15.4.4 Gráfico com os componentes

plot(pca$eig[,2], type="b",ylab="Porcentagem de variância",xlab="CP")


15.4.5 Ponto dos scores

plot(pca$ind$coord, # Extraindo da pca os valores das coordenadas em x e CP1 e y e CP2
     xlab="CP1 (72.2 %)", # renomeando eixo x
     ylab="CP2 (14.8 %)", # renomeando eixo y
     pch=16) # alterando formato de ponto ("Bolinha preenchida")
abline(h=0,v=0, lty=2) # traçando linha em x e y = 0; lty=2 é linha tracejada 


15.4.6 Identificando pontos

plot(pca$ind$coord, # Extraindo da pca os valores das coordenadas em x e CP1 e y e CP2
     xlab="CP1 (72.2 %)", # renomeando eixo x
     ylab="CP2 (14.8 %)", # renomeando eixo y
     pch=16) # alterando formato de ponto ("Bolinha preenchida")

+===+

• **Problema proposto**: Resuma o texto para leitura em duas frases. As entradas constituem material independente do texto para leitura.

Registros do conjunto de dados de apontamento
+===+

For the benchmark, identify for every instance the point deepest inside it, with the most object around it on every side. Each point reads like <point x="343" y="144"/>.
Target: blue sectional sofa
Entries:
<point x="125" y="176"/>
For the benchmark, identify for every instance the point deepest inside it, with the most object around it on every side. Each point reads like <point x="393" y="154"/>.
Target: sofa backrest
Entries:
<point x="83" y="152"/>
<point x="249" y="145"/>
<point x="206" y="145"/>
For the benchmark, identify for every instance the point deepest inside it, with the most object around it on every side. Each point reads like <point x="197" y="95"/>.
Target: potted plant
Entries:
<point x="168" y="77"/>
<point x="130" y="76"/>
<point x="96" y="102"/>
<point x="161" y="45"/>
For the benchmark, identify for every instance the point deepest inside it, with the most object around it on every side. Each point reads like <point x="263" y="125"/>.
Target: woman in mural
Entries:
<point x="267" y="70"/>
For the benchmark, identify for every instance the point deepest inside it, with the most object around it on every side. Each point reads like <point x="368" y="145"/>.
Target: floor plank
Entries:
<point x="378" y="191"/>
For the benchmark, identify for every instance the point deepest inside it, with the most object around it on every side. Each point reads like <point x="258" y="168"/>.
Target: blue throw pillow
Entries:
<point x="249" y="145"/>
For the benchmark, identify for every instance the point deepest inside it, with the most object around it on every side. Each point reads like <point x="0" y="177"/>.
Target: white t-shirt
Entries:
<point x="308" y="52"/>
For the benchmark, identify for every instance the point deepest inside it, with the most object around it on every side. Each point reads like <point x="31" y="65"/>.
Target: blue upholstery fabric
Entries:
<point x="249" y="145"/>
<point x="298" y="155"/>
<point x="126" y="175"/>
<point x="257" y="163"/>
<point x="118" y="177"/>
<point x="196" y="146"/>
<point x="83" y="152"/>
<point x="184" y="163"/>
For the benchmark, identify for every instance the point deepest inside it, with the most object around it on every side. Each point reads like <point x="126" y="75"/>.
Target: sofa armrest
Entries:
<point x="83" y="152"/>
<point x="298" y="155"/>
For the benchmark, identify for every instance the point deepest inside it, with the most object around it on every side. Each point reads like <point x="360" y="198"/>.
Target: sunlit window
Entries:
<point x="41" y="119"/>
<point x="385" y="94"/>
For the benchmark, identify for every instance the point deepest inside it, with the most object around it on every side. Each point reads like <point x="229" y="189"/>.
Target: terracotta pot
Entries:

+===+

• **Resposta ao exercício**: O texto apresenta um gráfico dos componentes, construído a partir da segunda coluna de pca$eig, com o eixo y rotulado "Porcentagem de variância" e o eixo x rotulado "CP". Em seguida, plota os scores a partir de pca$ind$coord, com eixos CP1 (72.2 %) e CP2 (14.8 %), pontos em forma de bolinha preenchida e linhas tracejadas em x e y iguais a 0, e repete o mesmo comando plot na seção sobre identificação de pontos.